## Entries
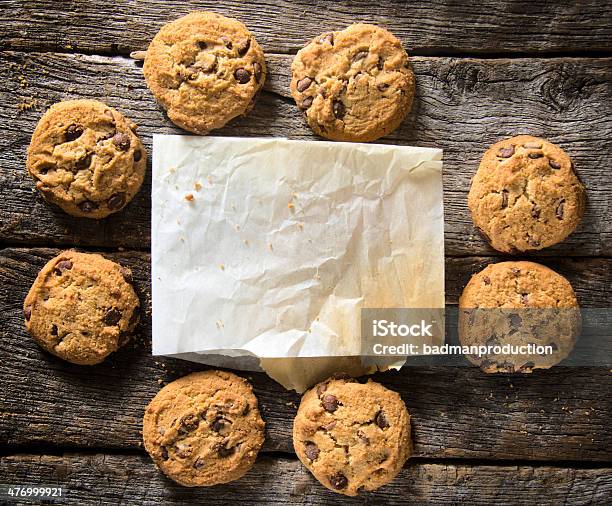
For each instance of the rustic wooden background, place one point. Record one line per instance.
(485, 70)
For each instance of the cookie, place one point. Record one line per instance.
(352, 436)
(204, 69)
(204, 429)
(353, 85)
(81, 307)
(525, 195)
(518, 304)
(86, 158)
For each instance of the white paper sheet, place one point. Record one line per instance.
(269, 248)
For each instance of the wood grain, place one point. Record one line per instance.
(462, 106)
(426, 27)
(133, 479)
(560, 414)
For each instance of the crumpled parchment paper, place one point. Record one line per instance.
(265, 250)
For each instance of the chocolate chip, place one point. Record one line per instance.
(121, 141)
(329, 426)
(243, 46)
(311, 450)
(560, 210)
(116, 201)
(338, 481)
(72, 133)
(533, 242)
(181, 451)
(226, 452)
(241, 75)
(306, 103)
(220, 425)
(304, 83)
(330, 403)
(44, 168)
(363, 437)
(360, 56)
(257, 71)
(189, 424)
(515, 320)
(227, 42)
(532, 145)
(381, 420)
(61, 266)
(112, 317)
(84, 162)
(339, 109)
(327, 37)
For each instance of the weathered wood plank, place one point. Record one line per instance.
(462, 106)
(560, 414)
(133, 479)
(426, 27)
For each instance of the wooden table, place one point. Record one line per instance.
(484, 71)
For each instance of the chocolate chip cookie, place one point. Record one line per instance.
(352, 436)
(204, 69)
(204, 429)
(86, 158)
(518, 304)
(353, 85)
(82, 307)
(525, 195)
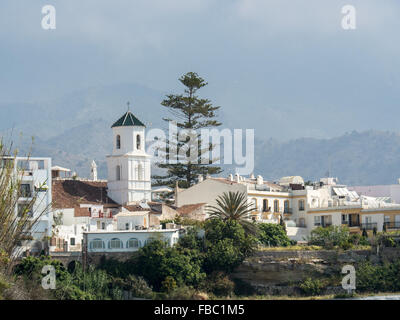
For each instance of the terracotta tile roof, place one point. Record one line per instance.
(188, 208)
(72, 193)
(223, 180)
(81, 212)
(134, 208)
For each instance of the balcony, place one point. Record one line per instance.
(103, 215)
(369, 226)
(323, 224)
(392, 225)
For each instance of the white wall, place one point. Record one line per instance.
(170, 236)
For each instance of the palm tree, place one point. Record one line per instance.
(234, 206)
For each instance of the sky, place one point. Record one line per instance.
(286, 68)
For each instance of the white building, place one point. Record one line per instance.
(303, 208)
(388, 192)
(129, 172)
(127, 241)
(36, 183)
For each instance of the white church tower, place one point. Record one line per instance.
(129, 172)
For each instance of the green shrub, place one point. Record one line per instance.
(219, 284)
(312, 287)
(156, 261)
(378, 278)
(180, 293)
(329, 237)
(226, 245)
(358, 240)
(169, 284)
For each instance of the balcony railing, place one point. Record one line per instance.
(392, 225)
(106, 215)
(369, 226)
(323, 224)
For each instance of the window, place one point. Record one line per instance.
(254, 202)
(23, 210)
(140, 172)
(25, 190)
(118, 173)
(96, 244)
(118, 142)
(148, 241)
(133, 243)
(301, 205)
(115, 244)
(286, 206)
(276, 205)
(265, 205)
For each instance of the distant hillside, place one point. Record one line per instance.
(370, 157)
(75, 129)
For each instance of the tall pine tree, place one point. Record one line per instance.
(188, 111)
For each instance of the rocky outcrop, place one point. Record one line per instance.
(281, 272)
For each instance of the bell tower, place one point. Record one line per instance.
(129, 171)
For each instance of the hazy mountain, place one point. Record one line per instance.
(370, 157)
(75, 129)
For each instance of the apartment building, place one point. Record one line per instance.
(302, 207)
(36, 183)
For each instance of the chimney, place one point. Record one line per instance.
(237, 177)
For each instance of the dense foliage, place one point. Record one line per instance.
(234, 206)
(191, 113)
(158, 263)
(336, 236)
(378, 278)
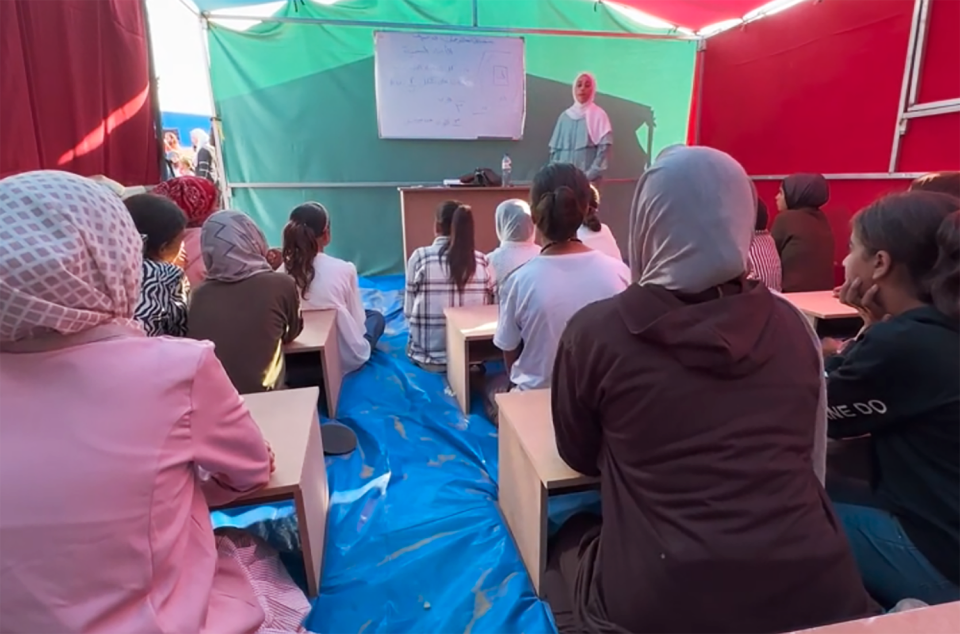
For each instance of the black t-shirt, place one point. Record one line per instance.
(900, 383)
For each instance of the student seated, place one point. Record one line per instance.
(517, 239)
(899, 384)
(162, 309)
(245, 308)
(696, 397)
(594, 233)
(764, 260)
(197, 198)
(447, 273)
(324, 281)
(106, 523)
(567, 275)
(803, 235)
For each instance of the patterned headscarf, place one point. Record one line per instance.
(233, 247)
(196, 196)
(70, 256)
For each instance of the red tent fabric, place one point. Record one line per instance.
(74, 76)
(694, 14)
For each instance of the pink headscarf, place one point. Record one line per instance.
(598, 123)
(70, 256)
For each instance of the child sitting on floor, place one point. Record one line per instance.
(326, 282)
(447, 273)
(162, 308)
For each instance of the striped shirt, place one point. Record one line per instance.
(429, 291)
(765, 261)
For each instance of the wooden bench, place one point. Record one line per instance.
(940, 619)
(470, 331)
(531, 470)
(821, 306)
(320, 335)
(288, 421)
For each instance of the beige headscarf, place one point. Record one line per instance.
(233, 247)
(690, 229)
(70, 256)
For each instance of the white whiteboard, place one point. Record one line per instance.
(432, 86)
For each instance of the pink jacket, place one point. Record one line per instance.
(105, 526)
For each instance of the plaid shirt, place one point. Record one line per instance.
(429, 291)
(765, 261)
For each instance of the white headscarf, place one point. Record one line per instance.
(514, 223)
(70, 256)
(692, 222)
(598, 123)
(199, 138)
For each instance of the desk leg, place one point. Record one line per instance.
(523, 503)
(458, 368)
(332, 373)
(312, 500)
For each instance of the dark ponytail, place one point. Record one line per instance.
(945, 278)
(307, 224)
(921, 232)
(560, 198)
(592, 220)
(454, 219)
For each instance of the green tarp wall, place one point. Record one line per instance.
(298, 106)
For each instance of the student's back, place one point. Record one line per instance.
(542, 295)
(447, 273)
(329, 283)
(247, 310)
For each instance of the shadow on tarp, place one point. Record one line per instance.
(415, 541)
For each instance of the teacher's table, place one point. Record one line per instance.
(531, 470)
(288, 421)
(418, 209)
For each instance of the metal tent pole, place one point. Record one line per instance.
(901, 125)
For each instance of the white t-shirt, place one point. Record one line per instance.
(335, 286)
(506, 258)
(541, 297)
(602, 241)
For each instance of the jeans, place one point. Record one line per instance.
(375, 324)
(891, 566)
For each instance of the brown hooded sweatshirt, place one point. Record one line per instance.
(698, 416)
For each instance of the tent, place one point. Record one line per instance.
(296, 97)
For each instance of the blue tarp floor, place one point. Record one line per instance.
(415, 540)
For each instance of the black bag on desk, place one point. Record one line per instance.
(482, 177)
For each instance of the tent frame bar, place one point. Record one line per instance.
(856, 176)
(381, 184)
(453, 28)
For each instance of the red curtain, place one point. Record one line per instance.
(817, 88)
(74, 75)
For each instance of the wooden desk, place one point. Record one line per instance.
(288, 420)
(530, 471)
(320, 335)
(418, 209)
(940, 619)
(821, 305)
(470, 333)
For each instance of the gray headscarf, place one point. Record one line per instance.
(514, 223)
(692, 220)
(233, 247)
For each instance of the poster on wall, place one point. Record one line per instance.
(464, 87)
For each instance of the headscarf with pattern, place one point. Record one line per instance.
(70, 256)
(233, 247)
(196, 196)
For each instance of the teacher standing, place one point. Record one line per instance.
(583, 134)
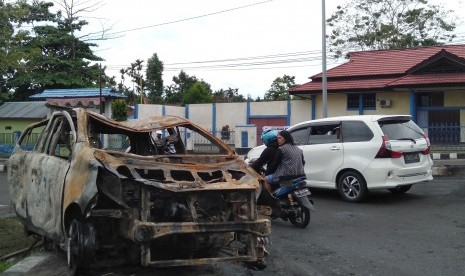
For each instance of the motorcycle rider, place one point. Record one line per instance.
(288, 162)
(270, 140)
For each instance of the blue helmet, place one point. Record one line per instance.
(269, 136)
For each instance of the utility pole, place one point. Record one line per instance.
(323, 40)
(141, 89)
(100, 85)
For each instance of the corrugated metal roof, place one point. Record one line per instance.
(23, 110)
(77, 93)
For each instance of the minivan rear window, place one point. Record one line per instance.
(398, 130)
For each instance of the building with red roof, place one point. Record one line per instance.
(426, 82)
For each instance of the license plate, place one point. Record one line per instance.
(302, 193)
(411, 157)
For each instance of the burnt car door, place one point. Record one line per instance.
(16, 172)
(45, 172)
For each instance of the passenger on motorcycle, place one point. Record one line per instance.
(288, 162)
(270, 139)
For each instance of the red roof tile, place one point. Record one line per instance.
(349, 84)
(430, 79)
(387, 62)
(385, 69)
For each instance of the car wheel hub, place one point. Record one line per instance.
(351, 187)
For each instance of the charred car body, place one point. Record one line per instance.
(96, 187)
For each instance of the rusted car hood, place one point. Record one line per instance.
(182, 173)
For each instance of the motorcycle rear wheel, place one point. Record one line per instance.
(302, 218)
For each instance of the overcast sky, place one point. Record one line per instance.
(255, 40)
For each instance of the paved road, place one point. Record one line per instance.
(418, 233)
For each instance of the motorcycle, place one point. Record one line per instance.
(292, 201)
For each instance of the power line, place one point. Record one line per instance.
(192, 18)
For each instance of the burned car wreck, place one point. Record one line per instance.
(98, 188)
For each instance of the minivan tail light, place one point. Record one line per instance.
(386, 151)
(428, 149)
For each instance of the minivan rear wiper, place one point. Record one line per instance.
(411, 139)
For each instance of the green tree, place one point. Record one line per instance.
(119, 110)
(154, 83)
(388, 24)
(198, 93)
(174, 94)
(279, 88)
(229, 95)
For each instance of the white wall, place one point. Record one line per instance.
(202, 114)
(268, 108)
(232, 114)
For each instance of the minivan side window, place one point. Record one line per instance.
(356, 131)
(325, 134)
(31, 137)
(300, 135)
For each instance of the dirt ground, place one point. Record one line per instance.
(12, 239)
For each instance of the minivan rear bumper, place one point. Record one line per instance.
(384, 173)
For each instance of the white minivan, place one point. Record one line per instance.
(355, 154)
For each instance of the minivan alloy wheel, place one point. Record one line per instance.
(352, 187)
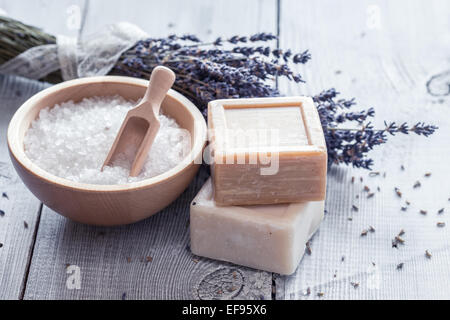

## Set problem
How many lines in the data above contain the word "headscarf"? Reply with the number alone.

## Task response
6